***** Supplied data

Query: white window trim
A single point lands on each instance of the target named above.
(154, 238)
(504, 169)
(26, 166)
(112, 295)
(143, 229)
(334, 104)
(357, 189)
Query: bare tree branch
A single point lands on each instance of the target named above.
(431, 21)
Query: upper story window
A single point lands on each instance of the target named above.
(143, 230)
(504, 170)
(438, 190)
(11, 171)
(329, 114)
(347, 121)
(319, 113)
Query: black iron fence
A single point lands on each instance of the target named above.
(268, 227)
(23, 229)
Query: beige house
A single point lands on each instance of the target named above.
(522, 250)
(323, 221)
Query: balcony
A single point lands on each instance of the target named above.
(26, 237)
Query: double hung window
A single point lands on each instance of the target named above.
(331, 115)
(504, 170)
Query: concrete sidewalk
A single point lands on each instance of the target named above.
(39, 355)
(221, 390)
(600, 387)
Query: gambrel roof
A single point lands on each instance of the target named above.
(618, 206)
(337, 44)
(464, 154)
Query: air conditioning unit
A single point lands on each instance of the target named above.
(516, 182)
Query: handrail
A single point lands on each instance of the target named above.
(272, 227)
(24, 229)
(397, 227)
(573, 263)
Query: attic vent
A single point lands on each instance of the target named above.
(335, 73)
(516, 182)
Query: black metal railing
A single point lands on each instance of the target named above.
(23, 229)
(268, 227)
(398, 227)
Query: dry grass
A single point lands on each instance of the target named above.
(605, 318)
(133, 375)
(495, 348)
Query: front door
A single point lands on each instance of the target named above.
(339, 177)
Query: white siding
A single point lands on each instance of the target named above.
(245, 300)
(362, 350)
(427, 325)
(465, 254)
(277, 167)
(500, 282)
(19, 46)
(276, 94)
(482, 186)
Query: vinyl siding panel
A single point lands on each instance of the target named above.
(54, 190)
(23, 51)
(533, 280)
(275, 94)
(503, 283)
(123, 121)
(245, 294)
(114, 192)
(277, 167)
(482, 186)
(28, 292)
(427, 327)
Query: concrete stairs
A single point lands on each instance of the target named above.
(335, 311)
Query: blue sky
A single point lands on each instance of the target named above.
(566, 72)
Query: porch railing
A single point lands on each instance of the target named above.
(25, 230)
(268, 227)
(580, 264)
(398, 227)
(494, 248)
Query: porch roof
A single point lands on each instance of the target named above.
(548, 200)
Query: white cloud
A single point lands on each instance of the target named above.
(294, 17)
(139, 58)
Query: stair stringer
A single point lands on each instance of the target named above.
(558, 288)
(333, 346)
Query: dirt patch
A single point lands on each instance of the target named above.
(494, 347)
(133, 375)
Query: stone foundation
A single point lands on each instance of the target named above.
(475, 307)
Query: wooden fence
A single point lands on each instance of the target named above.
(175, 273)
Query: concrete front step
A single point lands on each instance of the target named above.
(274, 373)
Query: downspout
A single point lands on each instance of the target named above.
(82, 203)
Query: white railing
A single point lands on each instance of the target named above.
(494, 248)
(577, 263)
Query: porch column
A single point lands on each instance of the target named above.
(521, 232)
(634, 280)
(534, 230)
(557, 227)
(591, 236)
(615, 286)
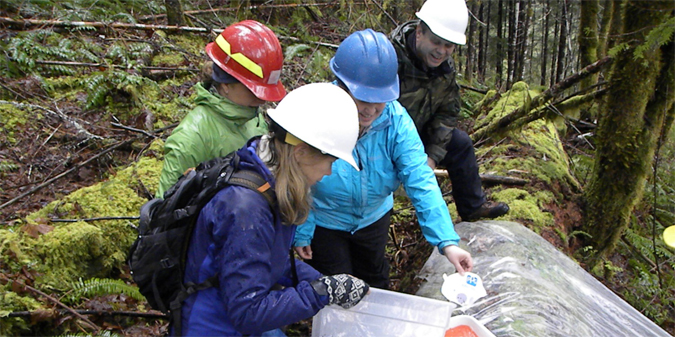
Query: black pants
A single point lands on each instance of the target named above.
(460, 161)
(360, 254)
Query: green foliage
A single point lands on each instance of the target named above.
(7, 166)
(11, 119)
(99, 287)
(103, 84)
(90, 10)
(657, 37)
(28, 48)
(104, 333)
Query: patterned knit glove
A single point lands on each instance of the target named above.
(342, 289)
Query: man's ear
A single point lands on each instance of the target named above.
(300, 151)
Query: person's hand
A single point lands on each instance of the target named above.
(459, 257)
(431, 163)
(342, 289)
(304, 252)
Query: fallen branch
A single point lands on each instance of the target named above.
(540, 100)
(96, 219)
(116, 66)
(489, 178)
(49, 181)
(96, 312)
(385, 12)
(568, 104)
(34, 22)
(59, 23)
(118, 125)
(480, 91)
(59, 114)
(232, 9)
(57, 302)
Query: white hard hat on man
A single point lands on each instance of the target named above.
(446, 18)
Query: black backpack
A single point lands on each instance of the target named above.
(157, 257)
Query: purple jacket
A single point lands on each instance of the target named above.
(238, 237)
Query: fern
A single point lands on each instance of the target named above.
(656, 38)
(100, 85)
(8, 166)
(98, 287)
(295, 50)
(104, 333)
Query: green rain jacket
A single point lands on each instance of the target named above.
(214, 128)
(431, 96)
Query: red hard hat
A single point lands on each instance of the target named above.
(250, 52)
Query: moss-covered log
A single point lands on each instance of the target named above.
(639, 100)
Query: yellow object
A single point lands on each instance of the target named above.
(669, 236)
(239, 57)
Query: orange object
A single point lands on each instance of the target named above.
(460, 331)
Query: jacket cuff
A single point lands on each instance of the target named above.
(436, 153)
(301, 243)
(444, 244)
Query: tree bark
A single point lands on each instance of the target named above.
(605, 25)
(562, 39)
(628, 130)
(588, 38)
(544, 44)
(482, 41)
(510, 119)
(468, 69)
(174, 12)
(500, 43)
(511, 47)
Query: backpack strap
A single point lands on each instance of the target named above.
(256, 182)
(177, 304)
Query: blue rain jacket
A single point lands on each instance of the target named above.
(390, 153)
(238, 237)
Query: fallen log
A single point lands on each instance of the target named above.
(489, 178)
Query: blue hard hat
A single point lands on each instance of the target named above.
(366, 63)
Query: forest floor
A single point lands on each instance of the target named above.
(67, 160)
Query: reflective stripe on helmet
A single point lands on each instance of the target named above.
(239, 57)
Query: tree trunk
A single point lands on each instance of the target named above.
(605, 24)
(500, 44)
(588, 38)
(511, 51)
(482, 41)
(554, 48)
(521, 39)
(616, 24)
(174, 12)
(544, 44)
(562, 39)
(470, 60)
(628, 130)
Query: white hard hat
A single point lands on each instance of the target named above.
(322, 115)
(446, 18)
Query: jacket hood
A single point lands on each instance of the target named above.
(409, 63)
(399, 34)
(249, 160)
(224, 106)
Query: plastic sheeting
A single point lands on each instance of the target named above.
(533, 289)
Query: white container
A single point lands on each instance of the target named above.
(479, 329)
(384, 313)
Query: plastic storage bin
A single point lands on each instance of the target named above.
(385, 313)
(479, 329)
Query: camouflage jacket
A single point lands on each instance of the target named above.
(431, 96)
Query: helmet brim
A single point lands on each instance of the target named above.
(271, 92)
(442, 32)
(368, 94)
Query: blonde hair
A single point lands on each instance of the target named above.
(292, 187)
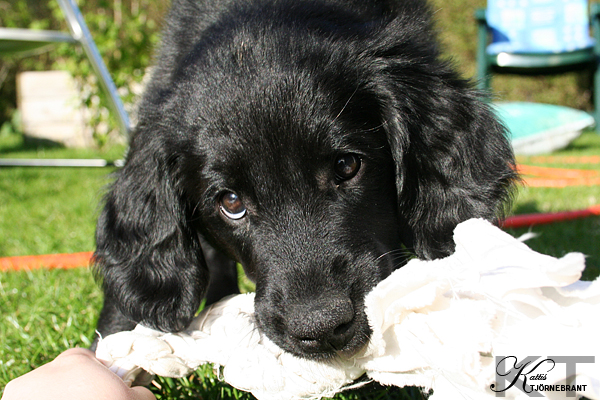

**********

Looking at the records above, say how many lines hold the string "railing". Write nothing but the number.

3